**Directive**
Produce an exact copy of the lines from the line that contains "Thank you for the photo. Could you please identify the blonde" to the end of the listing below.

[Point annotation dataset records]
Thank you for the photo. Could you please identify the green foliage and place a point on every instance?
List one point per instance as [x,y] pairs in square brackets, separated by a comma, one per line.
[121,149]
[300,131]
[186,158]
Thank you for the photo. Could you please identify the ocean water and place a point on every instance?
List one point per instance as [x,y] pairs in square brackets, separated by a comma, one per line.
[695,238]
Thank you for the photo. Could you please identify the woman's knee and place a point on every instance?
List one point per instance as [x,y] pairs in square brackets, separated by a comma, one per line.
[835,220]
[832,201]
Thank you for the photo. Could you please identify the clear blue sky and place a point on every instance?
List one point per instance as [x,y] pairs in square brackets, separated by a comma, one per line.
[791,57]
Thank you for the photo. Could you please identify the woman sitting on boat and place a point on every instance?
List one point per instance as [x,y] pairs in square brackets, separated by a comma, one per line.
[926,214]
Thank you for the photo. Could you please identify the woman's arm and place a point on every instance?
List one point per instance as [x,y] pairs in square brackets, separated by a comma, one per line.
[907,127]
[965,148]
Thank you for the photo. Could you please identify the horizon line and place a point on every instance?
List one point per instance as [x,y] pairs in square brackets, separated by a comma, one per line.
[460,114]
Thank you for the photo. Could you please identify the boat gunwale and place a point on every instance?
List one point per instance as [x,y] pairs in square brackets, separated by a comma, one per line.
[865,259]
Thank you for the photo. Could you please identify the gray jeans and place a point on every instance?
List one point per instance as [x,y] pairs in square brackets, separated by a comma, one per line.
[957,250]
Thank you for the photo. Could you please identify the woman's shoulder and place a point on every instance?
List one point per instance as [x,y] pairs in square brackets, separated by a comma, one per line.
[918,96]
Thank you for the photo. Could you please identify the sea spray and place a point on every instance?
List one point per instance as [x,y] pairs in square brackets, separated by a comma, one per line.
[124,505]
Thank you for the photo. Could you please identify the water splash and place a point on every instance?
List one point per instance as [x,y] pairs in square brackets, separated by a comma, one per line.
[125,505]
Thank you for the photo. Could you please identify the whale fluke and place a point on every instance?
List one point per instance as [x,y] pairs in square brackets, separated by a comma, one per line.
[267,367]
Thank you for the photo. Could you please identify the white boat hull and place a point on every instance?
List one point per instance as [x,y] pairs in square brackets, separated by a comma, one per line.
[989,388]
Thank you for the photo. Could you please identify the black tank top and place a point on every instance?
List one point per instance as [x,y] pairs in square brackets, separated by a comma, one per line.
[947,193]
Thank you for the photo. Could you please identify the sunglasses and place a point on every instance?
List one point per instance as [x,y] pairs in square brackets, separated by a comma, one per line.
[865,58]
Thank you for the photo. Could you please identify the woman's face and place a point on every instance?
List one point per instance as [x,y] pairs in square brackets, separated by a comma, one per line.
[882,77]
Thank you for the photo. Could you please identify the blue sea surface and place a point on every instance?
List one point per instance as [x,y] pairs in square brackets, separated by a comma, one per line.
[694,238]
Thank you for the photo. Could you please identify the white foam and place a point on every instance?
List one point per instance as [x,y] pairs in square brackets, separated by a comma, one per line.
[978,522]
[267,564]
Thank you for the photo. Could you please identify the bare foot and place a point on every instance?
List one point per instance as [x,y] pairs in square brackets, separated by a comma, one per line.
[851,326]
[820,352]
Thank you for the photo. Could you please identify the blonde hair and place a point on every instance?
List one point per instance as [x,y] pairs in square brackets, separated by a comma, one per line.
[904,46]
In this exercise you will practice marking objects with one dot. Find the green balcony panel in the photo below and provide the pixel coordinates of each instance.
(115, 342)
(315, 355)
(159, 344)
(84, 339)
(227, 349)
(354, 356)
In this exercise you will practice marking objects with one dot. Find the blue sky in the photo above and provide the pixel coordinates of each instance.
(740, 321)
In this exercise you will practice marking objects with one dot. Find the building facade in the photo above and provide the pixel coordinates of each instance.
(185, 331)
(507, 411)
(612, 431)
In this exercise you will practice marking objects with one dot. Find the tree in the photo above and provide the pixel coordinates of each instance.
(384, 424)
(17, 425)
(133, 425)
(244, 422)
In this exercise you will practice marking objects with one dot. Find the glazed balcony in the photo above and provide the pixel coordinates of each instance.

**Exercise solution**
Thank you for the photo. Could you please identify the blonde hair and place a point on every instance?
List one point per instance as [x,y] pairs in square brackets, separated by a comma, one per line.
[904,46]
In this exercise you will practice marking objects with one dot. Find the green balcony panel in the photo below and provide the pixel coordinates of each instance.
(115, 342)
(315, 355)
(159, 344)
(84, 339)
(227, 349)
(354, 356)
In this exercise you will practice marking objects with one dot. Find the blue sky in the photo above and provide the pixel coordinates of each instance.
(740, 321)
In this exercise you will practice marking objects with one dot. Find the building facade in the photo above and provide the pixel coordinates of each instance.
(185, 331)
(507, 411)
(612, 431)
In this exercise you will practice marking objects with one dot. Find the tree in the photo above and provide the pixel coordinates of each instance.
(384, 424)
(17, 425)
(133, 425)
(244, 422)
In this exercise you will practice marking objects with one dot. Find the glazed balcony in the photo above and provide the pixel coordinates of each instance.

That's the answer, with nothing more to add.